◆ WORK INSTRUCTION
When a line in the records contains the string "bounding", copy that line.

(Stored data entries)
↓

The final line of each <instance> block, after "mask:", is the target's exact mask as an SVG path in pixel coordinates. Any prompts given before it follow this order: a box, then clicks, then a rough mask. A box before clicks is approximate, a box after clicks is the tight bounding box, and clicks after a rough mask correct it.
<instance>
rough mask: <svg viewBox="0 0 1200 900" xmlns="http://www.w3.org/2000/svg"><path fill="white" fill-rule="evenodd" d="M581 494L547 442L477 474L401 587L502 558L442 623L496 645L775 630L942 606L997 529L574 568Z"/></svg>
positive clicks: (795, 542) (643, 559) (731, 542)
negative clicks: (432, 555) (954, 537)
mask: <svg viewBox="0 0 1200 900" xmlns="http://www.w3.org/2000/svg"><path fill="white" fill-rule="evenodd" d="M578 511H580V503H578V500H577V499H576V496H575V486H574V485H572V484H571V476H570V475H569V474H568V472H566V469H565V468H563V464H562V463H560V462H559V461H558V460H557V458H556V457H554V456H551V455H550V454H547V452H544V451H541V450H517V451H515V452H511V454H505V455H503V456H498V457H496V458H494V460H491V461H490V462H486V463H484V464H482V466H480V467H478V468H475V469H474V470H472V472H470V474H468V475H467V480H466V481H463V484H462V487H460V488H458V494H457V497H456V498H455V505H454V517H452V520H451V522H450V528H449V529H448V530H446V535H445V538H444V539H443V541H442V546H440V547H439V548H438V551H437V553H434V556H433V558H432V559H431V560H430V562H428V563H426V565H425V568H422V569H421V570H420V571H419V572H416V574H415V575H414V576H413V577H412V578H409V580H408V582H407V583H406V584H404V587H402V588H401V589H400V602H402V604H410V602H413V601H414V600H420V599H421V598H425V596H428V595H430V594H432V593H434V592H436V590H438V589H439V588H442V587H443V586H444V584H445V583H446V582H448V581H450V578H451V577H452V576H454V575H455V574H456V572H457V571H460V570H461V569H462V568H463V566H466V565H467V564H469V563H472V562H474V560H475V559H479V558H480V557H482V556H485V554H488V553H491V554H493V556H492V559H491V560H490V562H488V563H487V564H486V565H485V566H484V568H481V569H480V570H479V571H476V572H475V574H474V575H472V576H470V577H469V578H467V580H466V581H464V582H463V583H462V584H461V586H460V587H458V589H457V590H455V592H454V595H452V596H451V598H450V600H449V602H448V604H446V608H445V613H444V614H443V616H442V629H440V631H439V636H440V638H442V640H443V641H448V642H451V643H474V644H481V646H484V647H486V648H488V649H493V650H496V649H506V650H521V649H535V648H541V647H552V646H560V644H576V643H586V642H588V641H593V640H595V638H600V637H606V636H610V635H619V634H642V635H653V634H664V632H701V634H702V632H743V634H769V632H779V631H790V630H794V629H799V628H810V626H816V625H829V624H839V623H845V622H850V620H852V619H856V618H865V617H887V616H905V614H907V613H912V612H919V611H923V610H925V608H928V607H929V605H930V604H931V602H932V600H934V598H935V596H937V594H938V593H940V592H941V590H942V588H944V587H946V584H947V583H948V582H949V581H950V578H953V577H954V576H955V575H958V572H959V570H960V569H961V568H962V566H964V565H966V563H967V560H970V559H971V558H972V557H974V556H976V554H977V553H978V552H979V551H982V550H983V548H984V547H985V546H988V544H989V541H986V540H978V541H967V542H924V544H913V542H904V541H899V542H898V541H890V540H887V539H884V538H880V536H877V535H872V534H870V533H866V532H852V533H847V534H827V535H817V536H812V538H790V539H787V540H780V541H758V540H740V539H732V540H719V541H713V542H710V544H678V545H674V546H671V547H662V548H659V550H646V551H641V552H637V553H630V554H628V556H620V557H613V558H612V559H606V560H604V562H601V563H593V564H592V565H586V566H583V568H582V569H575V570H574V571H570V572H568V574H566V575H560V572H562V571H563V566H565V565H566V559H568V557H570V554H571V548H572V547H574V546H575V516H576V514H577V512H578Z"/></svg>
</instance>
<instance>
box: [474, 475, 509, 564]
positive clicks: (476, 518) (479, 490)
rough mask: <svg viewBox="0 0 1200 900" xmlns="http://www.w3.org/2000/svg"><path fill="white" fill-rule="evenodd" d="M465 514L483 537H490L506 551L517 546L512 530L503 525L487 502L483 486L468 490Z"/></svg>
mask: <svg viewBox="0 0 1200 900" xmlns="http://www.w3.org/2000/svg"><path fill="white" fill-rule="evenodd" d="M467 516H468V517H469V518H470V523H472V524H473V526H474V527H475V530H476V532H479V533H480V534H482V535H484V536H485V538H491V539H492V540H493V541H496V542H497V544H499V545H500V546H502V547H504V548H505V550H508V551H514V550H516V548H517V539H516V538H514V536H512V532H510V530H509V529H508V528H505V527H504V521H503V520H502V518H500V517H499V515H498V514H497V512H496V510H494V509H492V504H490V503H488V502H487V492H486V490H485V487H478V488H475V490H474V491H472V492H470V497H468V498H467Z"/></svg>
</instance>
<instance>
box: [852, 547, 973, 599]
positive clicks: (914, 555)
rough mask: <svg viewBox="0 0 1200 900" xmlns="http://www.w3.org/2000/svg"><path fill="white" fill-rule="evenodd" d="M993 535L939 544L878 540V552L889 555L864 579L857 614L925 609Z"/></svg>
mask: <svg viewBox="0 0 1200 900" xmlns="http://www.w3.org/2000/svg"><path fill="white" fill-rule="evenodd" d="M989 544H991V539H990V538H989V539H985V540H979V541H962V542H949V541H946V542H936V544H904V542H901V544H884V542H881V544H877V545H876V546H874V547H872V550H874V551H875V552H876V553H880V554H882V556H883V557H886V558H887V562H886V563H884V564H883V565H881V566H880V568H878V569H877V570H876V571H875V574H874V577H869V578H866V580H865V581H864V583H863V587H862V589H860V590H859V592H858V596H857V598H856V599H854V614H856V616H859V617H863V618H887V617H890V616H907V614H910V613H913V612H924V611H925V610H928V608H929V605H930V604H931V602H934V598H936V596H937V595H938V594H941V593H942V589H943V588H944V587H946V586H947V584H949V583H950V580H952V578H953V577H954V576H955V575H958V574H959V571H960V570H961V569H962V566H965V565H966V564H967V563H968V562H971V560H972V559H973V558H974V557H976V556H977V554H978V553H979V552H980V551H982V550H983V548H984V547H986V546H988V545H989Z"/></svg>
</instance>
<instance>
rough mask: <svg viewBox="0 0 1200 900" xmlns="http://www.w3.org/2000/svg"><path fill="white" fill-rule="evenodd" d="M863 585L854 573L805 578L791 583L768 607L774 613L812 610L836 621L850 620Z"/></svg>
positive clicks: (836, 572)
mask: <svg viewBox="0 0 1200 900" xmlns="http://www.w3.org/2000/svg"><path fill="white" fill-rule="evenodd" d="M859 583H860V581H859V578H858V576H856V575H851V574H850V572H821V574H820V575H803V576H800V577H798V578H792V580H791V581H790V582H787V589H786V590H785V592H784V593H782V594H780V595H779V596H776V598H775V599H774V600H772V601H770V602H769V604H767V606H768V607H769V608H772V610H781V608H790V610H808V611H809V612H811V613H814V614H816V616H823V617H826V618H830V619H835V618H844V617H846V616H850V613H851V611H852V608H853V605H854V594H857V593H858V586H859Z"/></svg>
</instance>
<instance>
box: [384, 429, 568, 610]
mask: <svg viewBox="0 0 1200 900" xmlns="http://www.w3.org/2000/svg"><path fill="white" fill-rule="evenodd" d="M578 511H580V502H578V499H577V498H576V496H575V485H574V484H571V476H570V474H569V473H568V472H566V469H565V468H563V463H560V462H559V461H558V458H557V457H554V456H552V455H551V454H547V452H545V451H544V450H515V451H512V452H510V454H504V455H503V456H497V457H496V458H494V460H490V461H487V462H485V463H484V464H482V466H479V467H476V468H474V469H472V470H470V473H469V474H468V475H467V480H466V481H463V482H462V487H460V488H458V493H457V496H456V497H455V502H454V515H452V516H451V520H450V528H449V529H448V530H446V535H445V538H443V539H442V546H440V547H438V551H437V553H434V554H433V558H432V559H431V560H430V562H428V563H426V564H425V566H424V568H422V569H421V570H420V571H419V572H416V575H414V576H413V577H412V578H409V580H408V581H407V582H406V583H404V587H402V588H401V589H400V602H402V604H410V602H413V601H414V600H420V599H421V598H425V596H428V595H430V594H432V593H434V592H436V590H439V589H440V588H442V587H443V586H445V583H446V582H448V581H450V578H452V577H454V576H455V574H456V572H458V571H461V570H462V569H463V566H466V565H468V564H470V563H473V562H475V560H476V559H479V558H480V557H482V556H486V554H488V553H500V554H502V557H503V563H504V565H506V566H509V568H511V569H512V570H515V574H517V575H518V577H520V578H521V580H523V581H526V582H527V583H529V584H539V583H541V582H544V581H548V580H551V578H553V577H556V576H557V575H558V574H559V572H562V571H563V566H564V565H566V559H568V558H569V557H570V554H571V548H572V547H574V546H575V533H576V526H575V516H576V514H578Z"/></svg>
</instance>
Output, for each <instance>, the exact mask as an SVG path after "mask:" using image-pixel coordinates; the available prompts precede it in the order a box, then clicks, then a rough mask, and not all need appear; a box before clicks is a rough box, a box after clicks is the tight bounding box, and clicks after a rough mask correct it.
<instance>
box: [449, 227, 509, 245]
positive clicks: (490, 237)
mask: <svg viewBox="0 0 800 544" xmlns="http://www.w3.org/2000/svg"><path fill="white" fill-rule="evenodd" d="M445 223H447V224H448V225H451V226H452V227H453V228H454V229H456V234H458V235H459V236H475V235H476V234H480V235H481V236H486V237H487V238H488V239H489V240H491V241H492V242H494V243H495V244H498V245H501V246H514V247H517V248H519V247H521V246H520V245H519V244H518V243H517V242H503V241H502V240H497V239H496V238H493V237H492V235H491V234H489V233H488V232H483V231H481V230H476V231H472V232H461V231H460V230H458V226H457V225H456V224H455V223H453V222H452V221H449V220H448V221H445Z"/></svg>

↑

◆ EXERCISE SOLUTION
The final line of each <instance> block, after "mask:", is the target's exact mask as an SVG path in pixel coordinates. Any prompts given before it follow this order: a box, then clicks, then a rough mask. A box before clicks is approximate, a box after clicks is the tight bounding box, and clicks after a rough mask correct it.
Output, for each <instance>, the exact mask as an SVG path after "mask:" using image-pixel coordinates; the available prompts precede it in the order a box, then clicks, then a rough mask, and not all need appear; a box before clicks is a rough box, a box after clicks is the tight bounding box, and clicks after a rough mask correct it.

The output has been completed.